**STATED GOAL**
Convert the lines of the records below, from the line containing "detect the silver" through the line containing "[141,178,327,373]", inclusive, into a JSON list of strings with one string per line, leaving out any blank lines.

**RECORDS SHOWN**
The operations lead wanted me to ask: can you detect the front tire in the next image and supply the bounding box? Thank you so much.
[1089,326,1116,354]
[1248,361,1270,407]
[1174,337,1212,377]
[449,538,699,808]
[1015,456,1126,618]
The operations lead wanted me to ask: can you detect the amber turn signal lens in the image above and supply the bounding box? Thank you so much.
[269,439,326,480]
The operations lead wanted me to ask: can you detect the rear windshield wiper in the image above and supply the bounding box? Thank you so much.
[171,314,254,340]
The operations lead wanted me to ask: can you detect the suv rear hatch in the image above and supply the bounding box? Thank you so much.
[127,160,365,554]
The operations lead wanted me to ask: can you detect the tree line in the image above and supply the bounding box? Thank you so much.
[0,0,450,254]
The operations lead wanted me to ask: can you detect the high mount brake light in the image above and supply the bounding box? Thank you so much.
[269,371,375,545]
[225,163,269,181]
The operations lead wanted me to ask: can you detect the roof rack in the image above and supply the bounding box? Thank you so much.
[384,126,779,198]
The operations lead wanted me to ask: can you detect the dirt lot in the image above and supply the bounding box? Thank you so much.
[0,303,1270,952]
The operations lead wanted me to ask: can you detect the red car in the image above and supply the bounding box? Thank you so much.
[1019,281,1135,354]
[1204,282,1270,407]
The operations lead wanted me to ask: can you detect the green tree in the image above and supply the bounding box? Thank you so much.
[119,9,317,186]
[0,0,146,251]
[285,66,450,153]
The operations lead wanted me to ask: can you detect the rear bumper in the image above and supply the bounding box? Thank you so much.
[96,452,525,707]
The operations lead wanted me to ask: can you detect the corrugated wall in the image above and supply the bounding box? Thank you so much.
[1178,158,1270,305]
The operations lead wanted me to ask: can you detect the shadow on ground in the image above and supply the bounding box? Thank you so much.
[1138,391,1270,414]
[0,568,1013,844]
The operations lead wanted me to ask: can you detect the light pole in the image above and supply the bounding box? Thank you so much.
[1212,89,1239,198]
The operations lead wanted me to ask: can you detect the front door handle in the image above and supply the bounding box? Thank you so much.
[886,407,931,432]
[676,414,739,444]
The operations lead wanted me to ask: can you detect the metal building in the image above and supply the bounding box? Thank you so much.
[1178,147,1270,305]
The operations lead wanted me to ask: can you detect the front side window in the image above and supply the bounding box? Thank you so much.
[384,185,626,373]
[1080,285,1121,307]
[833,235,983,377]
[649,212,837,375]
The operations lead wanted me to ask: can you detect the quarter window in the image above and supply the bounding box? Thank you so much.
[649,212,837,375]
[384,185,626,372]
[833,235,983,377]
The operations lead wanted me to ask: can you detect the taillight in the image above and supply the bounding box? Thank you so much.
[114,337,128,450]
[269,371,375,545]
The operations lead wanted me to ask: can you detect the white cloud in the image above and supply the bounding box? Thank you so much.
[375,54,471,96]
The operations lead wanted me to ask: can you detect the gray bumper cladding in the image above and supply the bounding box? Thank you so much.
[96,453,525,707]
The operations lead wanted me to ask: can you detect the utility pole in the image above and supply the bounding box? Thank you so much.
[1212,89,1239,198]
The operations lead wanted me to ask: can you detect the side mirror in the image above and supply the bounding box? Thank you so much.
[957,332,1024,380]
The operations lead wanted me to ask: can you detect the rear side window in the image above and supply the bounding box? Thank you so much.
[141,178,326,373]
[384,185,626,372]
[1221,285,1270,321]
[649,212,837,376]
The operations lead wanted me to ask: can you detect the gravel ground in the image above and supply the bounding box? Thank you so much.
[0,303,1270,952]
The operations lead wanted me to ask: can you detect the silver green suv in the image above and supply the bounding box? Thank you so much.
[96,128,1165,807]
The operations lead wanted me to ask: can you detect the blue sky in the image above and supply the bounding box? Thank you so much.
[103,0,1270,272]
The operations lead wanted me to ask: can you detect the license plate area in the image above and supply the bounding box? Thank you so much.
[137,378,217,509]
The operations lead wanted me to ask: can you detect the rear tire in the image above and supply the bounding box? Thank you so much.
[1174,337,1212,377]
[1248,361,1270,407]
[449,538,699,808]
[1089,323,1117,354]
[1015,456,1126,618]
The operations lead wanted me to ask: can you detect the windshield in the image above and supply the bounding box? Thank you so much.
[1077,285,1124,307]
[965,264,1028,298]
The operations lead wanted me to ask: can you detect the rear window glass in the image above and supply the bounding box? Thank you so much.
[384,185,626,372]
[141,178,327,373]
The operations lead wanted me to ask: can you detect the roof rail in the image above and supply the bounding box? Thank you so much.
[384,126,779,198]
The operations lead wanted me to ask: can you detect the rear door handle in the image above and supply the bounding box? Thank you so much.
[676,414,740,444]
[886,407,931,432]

**SOLUTION**
[
  "The operations lead wanted me to ask: can you detect the silver green suv in the image above and supply the bounding box? Thank you so much.",
  "[96,128,1165,807]",
  "The operations lead wanted me to ask: can you detect the blue sky in the image above and supply the bounding box? Thank you so much.",
  "[103,0,1270,272]",
  "The operations lead wanted me to ask: can you detect the license plate area in the image above and supply the bounding box? Thank you so much.",
  "[137,378,217,509]",
  "The operations lead wanted me to ask: can you detect the rear tire in the image above and supply the bounding box? Thank you so much.",
  "[1174,337,1212,377]",
  "[1248,361,1270,407]",
  "[449,538,699,808]",
  "[1089,323,1117,354]",
  "[1015,456,1126,618]",
  "The operations lead wanted me to ask: can you detect the windshield in the image above and supply the bounding box? Thank you so much.",
  "[1077,285,1124,307]",
  "[965,264,1028,298]",
  "The operations lead wanted me to ask: can you detect the rear window glass in the image above and supply the bounding box? Thank you so much.",
  "[384,185,626,372]",
  "[141,178,327,373]"
]